- _Short task_
Convert the entries below into a two-column CSV with the headers instruction and points, one row per entry, placing the entry's text and its answer each in a single quoted field with line breaks replaced by spaces. Omit the pictures.

- _Information shown_
════════

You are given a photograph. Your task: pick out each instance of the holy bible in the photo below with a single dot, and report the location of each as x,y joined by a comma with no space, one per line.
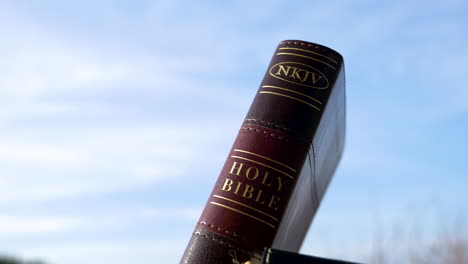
281,163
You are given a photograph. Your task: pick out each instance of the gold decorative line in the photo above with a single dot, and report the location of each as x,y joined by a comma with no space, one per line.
227,199
244,213
292,91
309,51
294,98
254,161
258,155
307,57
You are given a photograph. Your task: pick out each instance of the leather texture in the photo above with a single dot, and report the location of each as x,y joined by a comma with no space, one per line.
274,256
293,133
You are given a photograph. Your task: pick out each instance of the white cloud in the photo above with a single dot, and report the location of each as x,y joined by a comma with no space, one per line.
18,226
162,251
101,160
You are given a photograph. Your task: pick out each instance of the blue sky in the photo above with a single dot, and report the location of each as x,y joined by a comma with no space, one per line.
117,116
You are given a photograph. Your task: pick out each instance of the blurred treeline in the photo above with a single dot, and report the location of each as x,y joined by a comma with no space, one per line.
12,260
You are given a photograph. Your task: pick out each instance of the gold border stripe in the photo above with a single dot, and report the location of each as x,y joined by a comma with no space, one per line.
240,212
309,51
294,98
258,155
254,161
227,199
307,57
292,91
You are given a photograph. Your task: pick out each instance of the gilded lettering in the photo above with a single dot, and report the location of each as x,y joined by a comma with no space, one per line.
264,180
281,68
237,169
237,187
280,183
248,191
248,174
259,195
227,185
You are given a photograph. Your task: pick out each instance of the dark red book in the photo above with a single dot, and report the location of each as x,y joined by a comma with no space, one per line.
281,162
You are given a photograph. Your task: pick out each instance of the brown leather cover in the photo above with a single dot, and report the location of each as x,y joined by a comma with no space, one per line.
281,162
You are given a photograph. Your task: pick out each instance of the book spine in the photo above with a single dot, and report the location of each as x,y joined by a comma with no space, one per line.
247,204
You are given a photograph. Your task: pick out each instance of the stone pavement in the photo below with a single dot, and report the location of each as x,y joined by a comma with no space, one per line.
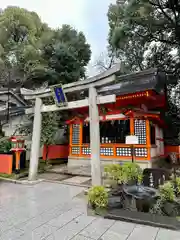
51,211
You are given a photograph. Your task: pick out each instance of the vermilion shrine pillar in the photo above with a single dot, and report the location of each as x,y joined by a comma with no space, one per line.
94,137
35,147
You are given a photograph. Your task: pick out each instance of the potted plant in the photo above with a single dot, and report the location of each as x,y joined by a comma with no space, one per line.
97,198
132,173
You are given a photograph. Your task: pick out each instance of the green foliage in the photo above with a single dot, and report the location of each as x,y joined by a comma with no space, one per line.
167,192
131,172
138,26
176,183
98,197
114,172
39,53
5,146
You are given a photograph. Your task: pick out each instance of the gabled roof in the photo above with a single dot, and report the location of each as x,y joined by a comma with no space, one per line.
151,79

════════

- _Answer to this task_
instruction,points
"You are given a photograph. Your task: pick out each instance of the holy bible in the photo below with a single dot, and report the location of each as x,y joined by a comma with no space, one per line.","281,163"
"You are given a photograph. Your task: pick out each instance of the gold decorative line in the photo above with a single dot, and report the location of each as x,y joined by a comma with no space, one per line.","227,199 244,213 292,91 309,51 294,98 254,161 258,155 307,57"
"You are given a photograph. Your task: pick out each instance of the leather texture in the photo above with a single dot, and report the location of each as x,y joined by a comma with no space, one per line.","274,256 293,133"
"You are given a photograph. Your task: pick out each instance of the white cloud in the photo above with a single dot, and report the location of each as x,y joined by a comma with no space, one per line.","18,226 162,251 101,160"
"You are given a photograph. Your task: pick out each instance of the blue sky in the photo above with a single dot, and report the location of each as x,y joined by a comma with no space, one per line.","117,116"
"You are given a photograph. Your task: pick out each instance of the blurred treeline in the photo above with a single dot, and report the location of each as x,y joined by a comma with no space, one per line.","12,260"
"You are given a photograph. Your task: pick out each instance of the gold border stripe in the photo above with a single dot, and report the location of each as x,y joined by a comma with no space, one per line.","240,212 309,51 294,98 258,155 254,161 227,199 307,57 292,91"
"You are given a photograph. Your task: pick out each instance of the gilded lettering in the photo above with a single dot, and report the location of each as x,y joined by a comma with no space, one per line.","264,180 281,68 237,169 237,187 280,183 248,191 248,174 259,195 227,185"
"You are given a photograph. Your task: pick out each instance of the dark red book in the photo above with a single dot, and report the location of each as x,y joined by a comma with no space, one per line.","281,162"
"You are given a photograph. Your task: pick out each instance of the brown leather cover in the photo above with a single dot, and report the location of each as x,y joined by a comma with no space, one per line.","281,162"
"You are given a photograph. Your task: pick out each instance of the book spine in the photo above with a single dot, and report the location of each as x,y joined by a comma with no space, one per line.","247,204"
"You are given a photograph. Your task: pick out each instance of the stone pavement in the photo below with a single dot, and report the location of each as x,y joined by a comma with no space, one per line.","51,211"
"You are given a photograph. Your task: pick out each instance of the vermilion shrine pillar in the photo above with a single dot, and report the location of each as x,y joined by a comma with no space, one per line.","94,137 35,147"
"You are given a photograph. Your task: pick out each instance of the potted plant in the photo above with a single dot, and report the location of each as x,y joined by a comma with no space, one per line.","97,198 132,173"
"You are given a photograph. Your task: pick out each instance of the green foliage in the photo above with a single dot, and report the location of each as x,y joined by a comma with no space, one per line.","167,192 131,172 138,26 176,183 98,197 114,172 39,53 5,146"
"You are given a photograph. Your task: pick out each instance of the gabled roof in the photo above with a single dot, and report the location of each as x,y joined by a comma with no space, one per line.","151,79"